### WHAT IS ASKED
Can you repeat everything in the items below, from the line containing "For this evaluation, locate the melting" down through the end of the items?

[Point labeling dataset excerpts]
--

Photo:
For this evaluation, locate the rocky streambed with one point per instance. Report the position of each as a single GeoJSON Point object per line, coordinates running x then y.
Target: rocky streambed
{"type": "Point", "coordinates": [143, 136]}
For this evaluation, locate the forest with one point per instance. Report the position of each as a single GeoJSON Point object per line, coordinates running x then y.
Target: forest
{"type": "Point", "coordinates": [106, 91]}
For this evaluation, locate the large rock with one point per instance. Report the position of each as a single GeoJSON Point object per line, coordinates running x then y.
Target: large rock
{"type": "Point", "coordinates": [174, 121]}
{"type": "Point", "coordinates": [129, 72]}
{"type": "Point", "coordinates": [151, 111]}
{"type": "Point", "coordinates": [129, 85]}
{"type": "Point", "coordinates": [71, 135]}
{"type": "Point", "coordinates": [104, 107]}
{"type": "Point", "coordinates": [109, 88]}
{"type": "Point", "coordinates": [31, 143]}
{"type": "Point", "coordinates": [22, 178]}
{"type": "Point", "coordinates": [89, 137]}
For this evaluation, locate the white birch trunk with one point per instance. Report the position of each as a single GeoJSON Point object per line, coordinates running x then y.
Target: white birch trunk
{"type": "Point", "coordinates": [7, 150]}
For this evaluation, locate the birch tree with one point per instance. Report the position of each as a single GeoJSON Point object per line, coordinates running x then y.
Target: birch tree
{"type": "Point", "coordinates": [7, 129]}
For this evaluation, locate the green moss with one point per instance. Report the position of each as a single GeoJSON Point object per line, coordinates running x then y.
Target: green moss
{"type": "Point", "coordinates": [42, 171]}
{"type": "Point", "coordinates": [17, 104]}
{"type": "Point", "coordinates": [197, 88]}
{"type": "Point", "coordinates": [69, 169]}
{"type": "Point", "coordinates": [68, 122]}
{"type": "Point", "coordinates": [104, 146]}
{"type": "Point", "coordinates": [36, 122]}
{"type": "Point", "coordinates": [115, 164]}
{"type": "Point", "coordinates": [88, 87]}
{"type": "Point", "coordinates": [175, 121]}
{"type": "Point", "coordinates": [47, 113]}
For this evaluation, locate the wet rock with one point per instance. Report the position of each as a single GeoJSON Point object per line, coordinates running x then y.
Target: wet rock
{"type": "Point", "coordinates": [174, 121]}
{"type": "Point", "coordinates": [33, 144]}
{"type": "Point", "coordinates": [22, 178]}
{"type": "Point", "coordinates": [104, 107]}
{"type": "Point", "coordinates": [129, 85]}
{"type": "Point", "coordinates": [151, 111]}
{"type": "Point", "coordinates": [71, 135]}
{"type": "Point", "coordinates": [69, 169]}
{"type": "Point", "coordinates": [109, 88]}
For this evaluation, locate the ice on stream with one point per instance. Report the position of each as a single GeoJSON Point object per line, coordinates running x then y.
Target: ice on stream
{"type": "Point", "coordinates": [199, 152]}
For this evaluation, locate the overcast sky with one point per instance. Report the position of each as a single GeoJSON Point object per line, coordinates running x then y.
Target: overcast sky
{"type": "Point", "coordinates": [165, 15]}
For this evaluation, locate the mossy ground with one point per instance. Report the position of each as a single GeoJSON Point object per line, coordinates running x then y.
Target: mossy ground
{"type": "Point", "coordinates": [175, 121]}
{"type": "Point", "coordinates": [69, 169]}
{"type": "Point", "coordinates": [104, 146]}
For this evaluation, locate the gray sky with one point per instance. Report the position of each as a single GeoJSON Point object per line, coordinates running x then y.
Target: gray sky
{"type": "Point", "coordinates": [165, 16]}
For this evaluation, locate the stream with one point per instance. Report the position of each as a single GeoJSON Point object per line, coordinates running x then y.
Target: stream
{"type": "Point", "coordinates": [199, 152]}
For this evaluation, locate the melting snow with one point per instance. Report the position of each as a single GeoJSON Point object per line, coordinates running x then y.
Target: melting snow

--

### RESPONSE
For this evaluation, locate the melting snow with one point per instance. Report the position of each as a single GeoJSON Point object per line, coordinates running x then y.
Target: melting snow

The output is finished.